**Naskah:**
|---|

Lalu pada tahun 2012 atau “hanya” 20 tahun sejak saat dramatis dan memelas itu, China kini sudah menjelma menjadi negara raksasa dengan kekuatan ekonomi nomor dua di dunia. Cadangan devisanya saja 3,25 triliun dollar AS. Bahkan Amerika Serikat yang kini masih bertakhta sebagai negara dengan kekuatan ekonomi nomor satu di dunia, Jepang di urutan nomor tiga, Jerman di urutan nomor empat, dan Inggris di urutan nomor lima tidak mempunyai cadangan devisa sebanyak itu. Hal yang menarik, ekonomi Amerika Serikat selamat dari krisis ekonomi yang berat karena China turun tangan memberi dana talangan dan membeli saham perusahaan-perusahaan raksasa Amerika Serikat. Kini keadaannya terbalik, Amerika Serikatlah yang berutang pada China. Amerika Serikatlah yang memohon bantuan “Negeri Tirai Bambu” itu. Yang hebat, keadaan berbalik hanya dalam tempo 20 tahun.

Apa yang membuat China mampu membalikkan keadaan “dalam waktu sekejap” itu? Inilah pertanyaan yang banyak mengemuka saat ini. Mengapa negara yang terengah-engah akibat Revolusi Kebudayaan (1966-1976) serta miskin karena sangat menutup diri itu dapat seketika menjadi negeri raksasa ekonomi dan bahkan politik?

Menurut pengamatan Kompas, juga menurut pengakuan warga China, selama puluhan tahun tertutup dan tidak nyaman selama era Mao tidak membuat bakat bisnis yang hebat, pantang menyerah, dan etos kerja rakyat China lenyap. Maka ketika Deng Xiaoping mencanangkan sistem “dua sistem dalam satu negara”, China dengan cepat dapat mengubah diri.


Deng yang tenang dan brilian tidak langsung menerapkan sistem “dua sistem dalam satu negara” tersebut di seluruh negara (wilayah). Ia menjadikan beberapa kota semacam laboratorium ekonomi, di antaranya Shenzhen di selatan China. Diam-diam, tanpa banyak hiruk pikuk, China menyerap investasi asing hingga triliunan dollar Amerika Serikat, angka yang sangat fantastis. Sebagai perbandingan, Indonesia berharap menyerap investasi asing sebesar 50 miliar dollar Amerika Serikat per tahun saja susahnya bukan main.

|---|

Entri dari set anotasi titik
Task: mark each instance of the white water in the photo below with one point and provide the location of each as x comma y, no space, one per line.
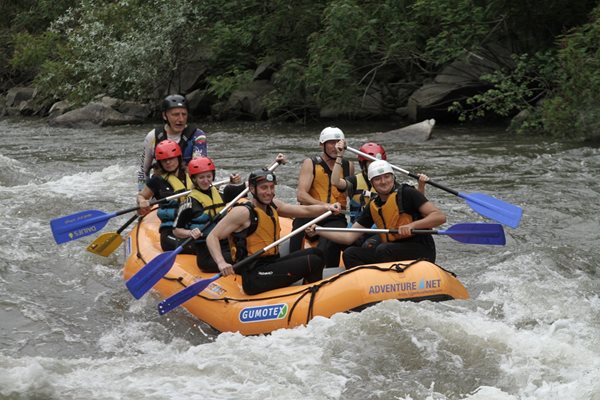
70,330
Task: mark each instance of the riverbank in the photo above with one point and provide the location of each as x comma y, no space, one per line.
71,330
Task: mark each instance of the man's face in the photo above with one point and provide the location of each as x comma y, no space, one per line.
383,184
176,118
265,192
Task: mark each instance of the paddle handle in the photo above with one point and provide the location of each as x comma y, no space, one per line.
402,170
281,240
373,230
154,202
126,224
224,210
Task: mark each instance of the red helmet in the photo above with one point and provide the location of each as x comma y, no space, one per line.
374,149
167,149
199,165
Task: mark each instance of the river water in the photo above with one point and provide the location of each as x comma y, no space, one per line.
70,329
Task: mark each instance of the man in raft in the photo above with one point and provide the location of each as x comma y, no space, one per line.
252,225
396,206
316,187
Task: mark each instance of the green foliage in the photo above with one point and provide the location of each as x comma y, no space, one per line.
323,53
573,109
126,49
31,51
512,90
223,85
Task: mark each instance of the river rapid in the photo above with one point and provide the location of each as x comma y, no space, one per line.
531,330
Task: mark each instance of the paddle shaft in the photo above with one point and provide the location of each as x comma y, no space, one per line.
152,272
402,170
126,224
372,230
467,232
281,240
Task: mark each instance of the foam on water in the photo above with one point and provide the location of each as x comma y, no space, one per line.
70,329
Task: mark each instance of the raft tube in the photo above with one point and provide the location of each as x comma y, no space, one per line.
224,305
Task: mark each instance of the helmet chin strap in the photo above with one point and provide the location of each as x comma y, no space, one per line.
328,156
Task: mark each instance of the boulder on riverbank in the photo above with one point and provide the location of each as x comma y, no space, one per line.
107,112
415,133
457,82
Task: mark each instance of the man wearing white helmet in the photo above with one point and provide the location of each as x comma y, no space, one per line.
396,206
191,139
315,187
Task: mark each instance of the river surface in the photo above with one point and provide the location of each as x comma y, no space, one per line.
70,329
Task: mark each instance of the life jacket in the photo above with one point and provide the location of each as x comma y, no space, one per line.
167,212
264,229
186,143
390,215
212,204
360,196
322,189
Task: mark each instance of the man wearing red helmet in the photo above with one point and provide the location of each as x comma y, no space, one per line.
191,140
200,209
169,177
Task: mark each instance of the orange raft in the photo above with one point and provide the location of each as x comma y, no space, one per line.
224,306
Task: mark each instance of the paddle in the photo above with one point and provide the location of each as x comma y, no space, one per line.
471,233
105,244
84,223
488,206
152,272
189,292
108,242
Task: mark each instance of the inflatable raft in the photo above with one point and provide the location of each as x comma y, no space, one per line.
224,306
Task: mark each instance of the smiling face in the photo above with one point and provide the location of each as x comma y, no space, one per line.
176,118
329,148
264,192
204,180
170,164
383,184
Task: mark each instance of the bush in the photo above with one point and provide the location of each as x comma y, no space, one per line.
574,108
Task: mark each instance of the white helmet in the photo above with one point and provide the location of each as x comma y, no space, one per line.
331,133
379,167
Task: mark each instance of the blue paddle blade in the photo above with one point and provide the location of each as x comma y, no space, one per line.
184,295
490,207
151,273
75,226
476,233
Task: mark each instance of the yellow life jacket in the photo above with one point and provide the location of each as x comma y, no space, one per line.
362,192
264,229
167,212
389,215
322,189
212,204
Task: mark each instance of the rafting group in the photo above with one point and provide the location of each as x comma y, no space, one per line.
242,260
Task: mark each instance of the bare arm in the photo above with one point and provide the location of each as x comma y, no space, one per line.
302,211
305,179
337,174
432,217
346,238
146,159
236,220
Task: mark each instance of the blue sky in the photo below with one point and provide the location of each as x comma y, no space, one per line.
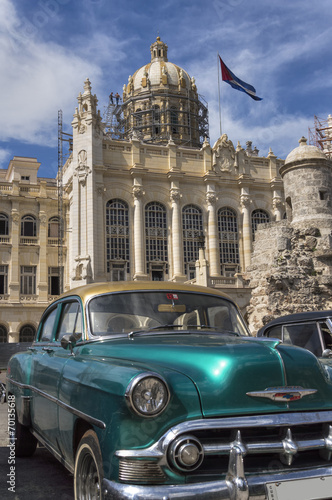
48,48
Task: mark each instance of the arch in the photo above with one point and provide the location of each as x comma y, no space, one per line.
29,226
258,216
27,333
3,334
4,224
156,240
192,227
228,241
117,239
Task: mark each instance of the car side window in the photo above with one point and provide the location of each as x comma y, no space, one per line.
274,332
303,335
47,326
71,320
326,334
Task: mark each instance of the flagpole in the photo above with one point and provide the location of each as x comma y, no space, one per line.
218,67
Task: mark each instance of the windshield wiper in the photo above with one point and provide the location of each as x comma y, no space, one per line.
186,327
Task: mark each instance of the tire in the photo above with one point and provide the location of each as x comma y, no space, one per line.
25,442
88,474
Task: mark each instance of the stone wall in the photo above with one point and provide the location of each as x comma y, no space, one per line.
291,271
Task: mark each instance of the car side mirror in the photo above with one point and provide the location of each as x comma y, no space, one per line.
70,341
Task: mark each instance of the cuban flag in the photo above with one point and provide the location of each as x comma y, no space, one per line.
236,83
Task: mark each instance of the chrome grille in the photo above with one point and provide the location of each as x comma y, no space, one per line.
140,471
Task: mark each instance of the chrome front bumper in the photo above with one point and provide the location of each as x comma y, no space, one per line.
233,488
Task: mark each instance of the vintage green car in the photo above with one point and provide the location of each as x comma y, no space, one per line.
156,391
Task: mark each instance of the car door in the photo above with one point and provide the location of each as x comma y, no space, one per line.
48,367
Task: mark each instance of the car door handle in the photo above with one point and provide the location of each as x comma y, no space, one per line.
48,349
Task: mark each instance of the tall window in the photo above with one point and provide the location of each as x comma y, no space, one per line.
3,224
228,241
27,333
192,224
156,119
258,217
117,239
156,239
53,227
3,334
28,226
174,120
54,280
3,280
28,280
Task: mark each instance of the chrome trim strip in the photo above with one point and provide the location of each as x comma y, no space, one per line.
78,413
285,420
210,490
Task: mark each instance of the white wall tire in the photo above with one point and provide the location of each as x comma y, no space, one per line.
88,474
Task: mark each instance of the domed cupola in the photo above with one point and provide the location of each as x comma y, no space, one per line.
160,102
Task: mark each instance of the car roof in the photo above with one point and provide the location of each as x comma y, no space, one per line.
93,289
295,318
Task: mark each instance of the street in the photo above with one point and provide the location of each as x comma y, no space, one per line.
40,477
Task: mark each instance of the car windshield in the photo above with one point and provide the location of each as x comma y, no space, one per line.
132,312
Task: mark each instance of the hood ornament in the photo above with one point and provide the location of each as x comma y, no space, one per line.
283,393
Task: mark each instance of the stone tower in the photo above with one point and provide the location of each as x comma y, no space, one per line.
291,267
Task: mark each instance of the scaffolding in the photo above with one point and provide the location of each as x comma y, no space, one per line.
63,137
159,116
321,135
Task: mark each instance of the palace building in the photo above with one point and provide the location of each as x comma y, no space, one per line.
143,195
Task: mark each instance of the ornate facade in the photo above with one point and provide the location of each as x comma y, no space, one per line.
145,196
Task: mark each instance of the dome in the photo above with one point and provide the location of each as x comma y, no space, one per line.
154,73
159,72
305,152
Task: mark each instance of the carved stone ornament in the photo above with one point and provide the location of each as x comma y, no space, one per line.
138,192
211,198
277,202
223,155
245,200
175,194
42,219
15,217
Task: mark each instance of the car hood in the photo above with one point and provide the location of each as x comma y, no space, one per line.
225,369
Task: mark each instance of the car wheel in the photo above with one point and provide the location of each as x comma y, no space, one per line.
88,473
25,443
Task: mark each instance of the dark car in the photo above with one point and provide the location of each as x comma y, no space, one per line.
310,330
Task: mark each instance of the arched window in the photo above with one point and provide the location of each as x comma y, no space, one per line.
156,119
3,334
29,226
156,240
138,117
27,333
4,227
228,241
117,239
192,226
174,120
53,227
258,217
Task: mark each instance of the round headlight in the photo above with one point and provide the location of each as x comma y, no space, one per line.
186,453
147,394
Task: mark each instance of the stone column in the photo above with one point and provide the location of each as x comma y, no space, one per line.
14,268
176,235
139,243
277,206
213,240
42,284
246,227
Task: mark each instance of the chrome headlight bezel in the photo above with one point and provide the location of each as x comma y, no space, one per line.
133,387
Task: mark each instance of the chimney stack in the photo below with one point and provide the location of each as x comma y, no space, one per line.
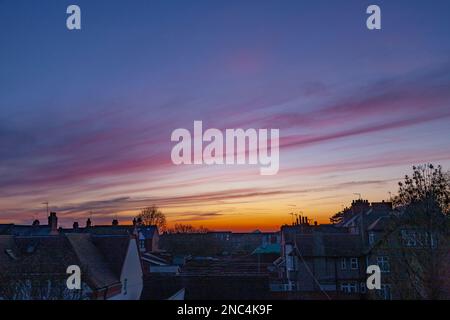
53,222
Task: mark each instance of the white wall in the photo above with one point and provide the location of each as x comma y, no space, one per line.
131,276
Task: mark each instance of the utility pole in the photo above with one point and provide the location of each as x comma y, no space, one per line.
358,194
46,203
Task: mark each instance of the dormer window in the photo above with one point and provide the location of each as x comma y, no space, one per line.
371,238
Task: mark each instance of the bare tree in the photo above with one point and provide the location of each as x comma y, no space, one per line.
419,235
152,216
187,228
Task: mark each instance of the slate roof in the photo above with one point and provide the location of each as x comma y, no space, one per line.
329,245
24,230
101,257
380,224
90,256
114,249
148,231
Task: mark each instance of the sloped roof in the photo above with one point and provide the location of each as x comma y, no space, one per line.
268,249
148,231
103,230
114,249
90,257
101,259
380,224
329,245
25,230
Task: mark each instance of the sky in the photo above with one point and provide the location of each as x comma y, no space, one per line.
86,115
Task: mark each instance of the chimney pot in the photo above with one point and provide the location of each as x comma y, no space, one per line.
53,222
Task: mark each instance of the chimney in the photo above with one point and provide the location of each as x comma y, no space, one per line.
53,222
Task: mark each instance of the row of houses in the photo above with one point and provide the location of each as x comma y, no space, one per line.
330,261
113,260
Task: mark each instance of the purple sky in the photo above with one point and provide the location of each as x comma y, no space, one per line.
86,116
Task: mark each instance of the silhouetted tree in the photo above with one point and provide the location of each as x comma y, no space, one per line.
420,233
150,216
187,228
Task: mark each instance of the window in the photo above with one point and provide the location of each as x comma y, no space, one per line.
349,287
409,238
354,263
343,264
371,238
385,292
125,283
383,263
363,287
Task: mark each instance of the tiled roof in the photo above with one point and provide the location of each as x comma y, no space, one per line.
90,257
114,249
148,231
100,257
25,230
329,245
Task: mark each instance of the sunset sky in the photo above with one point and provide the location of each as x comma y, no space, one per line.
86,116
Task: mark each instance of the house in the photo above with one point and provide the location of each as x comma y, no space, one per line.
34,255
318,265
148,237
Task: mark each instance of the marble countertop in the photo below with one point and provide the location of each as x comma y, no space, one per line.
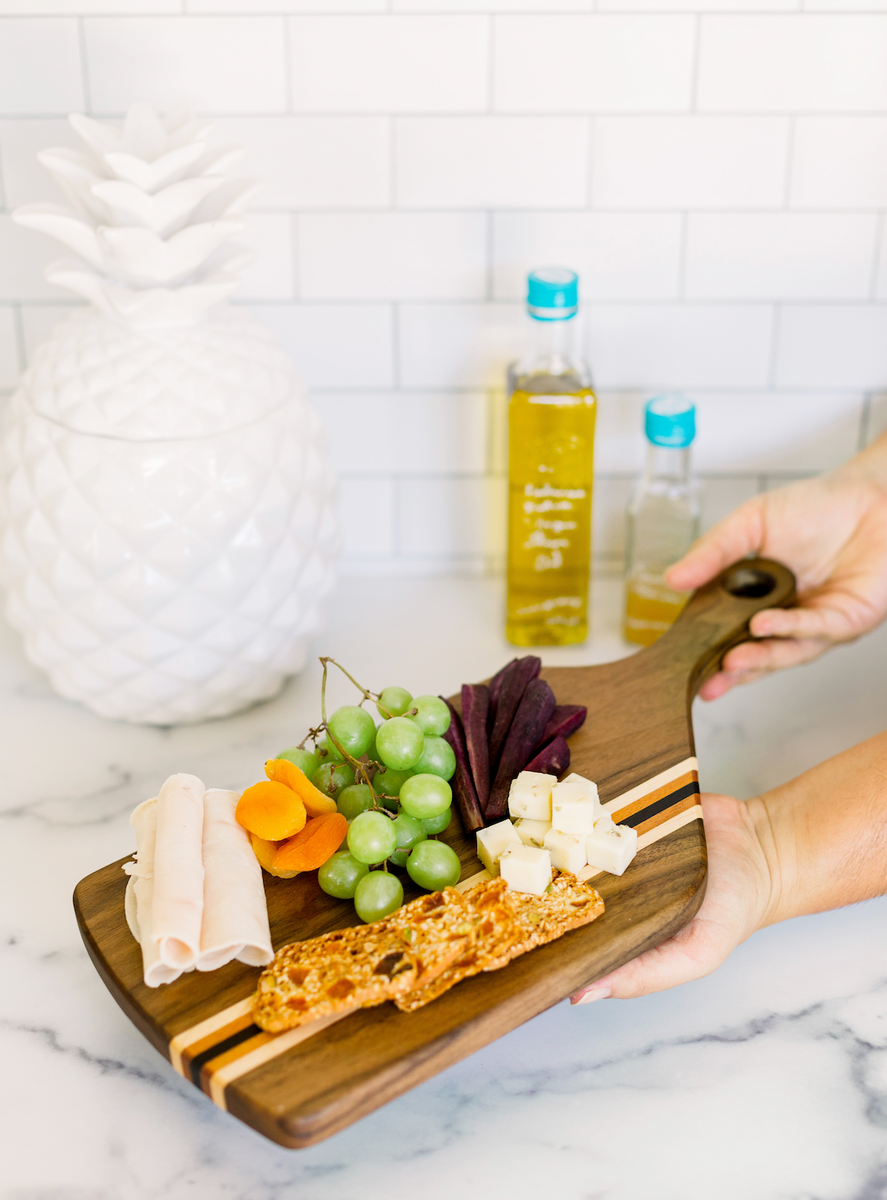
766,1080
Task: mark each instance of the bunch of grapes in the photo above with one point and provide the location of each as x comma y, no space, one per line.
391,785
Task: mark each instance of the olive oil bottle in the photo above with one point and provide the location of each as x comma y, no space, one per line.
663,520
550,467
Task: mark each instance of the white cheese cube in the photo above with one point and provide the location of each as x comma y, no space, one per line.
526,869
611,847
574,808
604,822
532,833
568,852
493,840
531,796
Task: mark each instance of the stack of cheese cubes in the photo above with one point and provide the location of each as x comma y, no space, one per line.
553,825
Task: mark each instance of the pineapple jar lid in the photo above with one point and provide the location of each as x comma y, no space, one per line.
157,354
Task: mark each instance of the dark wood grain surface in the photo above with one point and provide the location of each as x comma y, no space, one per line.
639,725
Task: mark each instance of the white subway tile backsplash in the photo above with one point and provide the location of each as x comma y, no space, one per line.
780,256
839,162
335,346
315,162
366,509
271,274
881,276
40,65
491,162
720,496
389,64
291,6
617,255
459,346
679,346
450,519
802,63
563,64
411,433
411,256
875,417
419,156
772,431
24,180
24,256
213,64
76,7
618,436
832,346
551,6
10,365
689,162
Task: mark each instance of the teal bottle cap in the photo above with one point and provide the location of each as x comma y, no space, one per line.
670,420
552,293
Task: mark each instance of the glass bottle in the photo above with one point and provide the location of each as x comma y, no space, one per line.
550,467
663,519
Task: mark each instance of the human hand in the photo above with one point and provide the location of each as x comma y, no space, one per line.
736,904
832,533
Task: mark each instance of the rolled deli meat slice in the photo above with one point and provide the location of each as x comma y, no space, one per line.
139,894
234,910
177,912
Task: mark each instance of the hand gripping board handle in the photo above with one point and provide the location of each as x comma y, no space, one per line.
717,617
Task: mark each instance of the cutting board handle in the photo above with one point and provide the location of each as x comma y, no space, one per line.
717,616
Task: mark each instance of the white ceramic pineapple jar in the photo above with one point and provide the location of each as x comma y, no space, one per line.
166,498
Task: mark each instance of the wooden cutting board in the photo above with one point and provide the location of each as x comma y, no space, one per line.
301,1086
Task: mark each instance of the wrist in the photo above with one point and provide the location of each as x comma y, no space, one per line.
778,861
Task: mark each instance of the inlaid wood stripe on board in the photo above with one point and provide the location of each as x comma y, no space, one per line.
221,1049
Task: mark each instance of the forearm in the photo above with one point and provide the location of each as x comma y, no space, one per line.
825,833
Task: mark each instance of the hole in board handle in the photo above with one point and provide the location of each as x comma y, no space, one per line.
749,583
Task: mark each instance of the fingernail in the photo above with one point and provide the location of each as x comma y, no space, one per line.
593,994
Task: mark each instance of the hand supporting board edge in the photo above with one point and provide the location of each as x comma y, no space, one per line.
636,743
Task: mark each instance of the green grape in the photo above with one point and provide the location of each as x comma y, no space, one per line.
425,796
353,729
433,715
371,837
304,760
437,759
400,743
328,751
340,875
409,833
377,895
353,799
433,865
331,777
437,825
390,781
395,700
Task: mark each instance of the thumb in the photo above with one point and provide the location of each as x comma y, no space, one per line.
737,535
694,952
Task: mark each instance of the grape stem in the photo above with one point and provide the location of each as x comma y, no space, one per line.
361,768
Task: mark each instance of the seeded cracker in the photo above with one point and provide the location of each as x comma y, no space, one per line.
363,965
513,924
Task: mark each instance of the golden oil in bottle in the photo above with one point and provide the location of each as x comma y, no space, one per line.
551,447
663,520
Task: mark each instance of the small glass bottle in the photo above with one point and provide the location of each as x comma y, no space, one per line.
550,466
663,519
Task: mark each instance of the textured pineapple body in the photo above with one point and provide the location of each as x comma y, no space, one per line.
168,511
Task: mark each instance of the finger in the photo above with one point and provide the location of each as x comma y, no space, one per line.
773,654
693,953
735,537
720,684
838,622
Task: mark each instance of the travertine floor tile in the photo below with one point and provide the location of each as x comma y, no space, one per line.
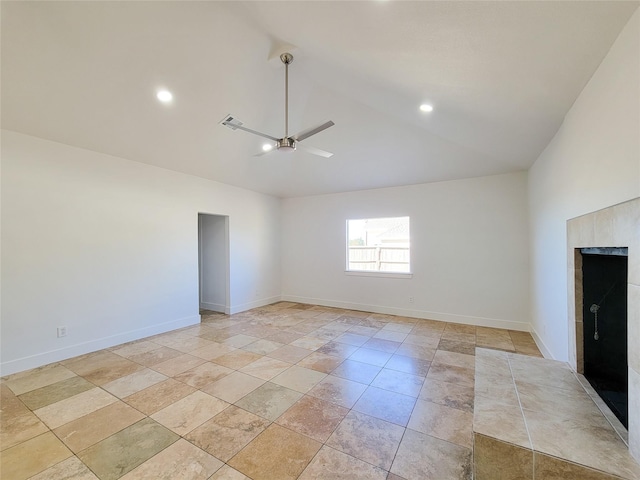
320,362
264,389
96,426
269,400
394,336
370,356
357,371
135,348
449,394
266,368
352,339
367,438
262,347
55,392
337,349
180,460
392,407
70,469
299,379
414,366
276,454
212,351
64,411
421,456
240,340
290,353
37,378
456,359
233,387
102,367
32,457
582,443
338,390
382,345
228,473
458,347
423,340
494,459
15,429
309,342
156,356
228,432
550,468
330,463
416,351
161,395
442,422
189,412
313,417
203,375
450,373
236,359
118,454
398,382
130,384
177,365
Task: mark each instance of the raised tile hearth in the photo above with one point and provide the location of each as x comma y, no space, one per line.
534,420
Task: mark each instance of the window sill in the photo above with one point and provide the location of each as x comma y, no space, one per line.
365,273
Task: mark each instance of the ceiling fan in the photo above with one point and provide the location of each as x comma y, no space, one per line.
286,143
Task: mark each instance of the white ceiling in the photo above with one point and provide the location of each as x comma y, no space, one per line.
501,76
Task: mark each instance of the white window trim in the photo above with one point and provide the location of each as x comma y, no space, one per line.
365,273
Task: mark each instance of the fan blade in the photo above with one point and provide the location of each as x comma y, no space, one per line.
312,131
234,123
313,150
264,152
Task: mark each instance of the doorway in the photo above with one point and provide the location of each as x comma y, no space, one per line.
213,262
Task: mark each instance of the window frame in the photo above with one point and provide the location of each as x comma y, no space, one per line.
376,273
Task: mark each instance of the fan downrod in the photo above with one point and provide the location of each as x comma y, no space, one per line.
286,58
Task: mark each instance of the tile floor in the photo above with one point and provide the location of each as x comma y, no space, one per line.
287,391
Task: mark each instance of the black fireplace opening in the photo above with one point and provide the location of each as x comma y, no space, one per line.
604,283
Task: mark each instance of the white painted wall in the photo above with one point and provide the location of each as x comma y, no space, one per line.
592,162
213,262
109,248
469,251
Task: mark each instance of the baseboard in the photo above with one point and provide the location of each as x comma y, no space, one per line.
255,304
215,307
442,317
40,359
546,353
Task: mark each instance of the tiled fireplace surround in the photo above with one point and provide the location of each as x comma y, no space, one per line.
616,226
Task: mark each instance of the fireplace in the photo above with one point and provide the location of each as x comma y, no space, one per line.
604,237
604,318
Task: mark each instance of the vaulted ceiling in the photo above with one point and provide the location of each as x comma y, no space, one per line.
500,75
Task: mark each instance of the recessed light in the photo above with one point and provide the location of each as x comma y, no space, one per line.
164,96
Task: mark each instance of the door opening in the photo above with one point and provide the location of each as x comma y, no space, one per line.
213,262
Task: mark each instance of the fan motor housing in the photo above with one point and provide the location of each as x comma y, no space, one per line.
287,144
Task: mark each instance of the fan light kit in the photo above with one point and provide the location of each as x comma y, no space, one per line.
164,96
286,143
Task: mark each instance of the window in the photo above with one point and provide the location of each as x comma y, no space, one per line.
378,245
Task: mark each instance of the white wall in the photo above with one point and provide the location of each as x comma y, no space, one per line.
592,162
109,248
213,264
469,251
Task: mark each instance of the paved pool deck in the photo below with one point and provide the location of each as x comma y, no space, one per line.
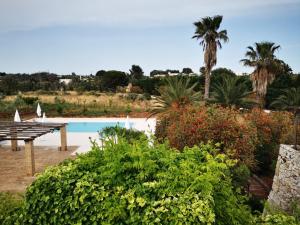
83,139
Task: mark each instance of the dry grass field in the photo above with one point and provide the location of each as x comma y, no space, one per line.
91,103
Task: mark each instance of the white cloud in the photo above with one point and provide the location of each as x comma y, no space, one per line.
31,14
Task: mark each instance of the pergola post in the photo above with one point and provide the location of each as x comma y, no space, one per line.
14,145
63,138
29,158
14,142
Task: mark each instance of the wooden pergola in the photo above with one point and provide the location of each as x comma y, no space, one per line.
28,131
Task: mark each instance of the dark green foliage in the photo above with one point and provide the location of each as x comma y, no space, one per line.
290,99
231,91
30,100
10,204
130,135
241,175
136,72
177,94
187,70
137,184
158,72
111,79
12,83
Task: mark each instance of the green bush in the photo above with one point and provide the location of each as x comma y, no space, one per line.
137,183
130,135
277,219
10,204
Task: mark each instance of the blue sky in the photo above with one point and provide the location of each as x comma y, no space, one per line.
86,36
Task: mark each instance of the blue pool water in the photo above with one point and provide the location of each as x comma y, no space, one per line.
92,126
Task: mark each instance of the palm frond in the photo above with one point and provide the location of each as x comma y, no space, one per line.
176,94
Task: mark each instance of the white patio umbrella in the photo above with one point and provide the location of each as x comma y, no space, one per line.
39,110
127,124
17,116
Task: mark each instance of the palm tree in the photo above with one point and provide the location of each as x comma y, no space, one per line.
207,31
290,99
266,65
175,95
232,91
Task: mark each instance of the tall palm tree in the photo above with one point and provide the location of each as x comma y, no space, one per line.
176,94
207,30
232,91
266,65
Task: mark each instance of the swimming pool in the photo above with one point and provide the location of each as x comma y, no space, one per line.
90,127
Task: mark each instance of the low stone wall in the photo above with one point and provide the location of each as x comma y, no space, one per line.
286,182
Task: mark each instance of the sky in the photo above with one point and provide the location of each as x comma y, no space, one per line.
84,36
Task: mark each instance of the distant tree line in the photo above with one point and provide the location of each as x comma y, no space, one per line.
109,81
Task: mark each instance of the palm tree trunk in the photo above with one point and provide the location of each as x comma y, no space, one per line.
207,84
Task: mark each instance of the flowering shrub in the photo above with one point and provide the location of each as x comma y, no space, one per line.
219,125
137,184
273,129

|---|

**Latihan:**
[1] Tulis ulang bagian naskah dari "Menurut pengamatan Kompas, juga" sampai "susahnya bukan main.", dengan mengganti "laboratorium ekonomi" menjadi "kawasan percontohan".
[2] Berapa besar cadangan devisa China menurut naskah?
Entri-entri ini tidak ada hubungannya dengan naskah.

**Jawaban Lengkap:**
[1]
Menurut pengamatan Kompas, juga menurut pengakuan warga China, selama puluhan tahun tertutup dan tidak nyaman selama era Mao tidak membuat bakat bisnis yang hebat, pantang menyerah, dan etos kerja rakyat China lenyap. Maka ketika Deng Xiaoping mencanangkan sistem “dua sistem dalam satu negara”, China dengan cepat dapat mengubah diri.


Deng yang tenang dan brilian tidak langsung menerapkan sistem “dua sistem dalam satu negara” tersebut di seluruh negara (wilayah). Ia menjadikan beberapa kota semacam kawasan percontohan, di antaranya Shenzhen di selatan China. Diam-diam, tanpa banyak hiruk pikuk, China menyerap investasi asing hingga triliunan dollar Amerika Serikat, angka yang sangat fantastis. Sebagai perbandingan, Indonesia berharap menyerap investasi asing sebesar 50 miliar dollar Amerika Serikat per tahun saja susahnya bukan main.

[2] 3,25 triliun dollar AS.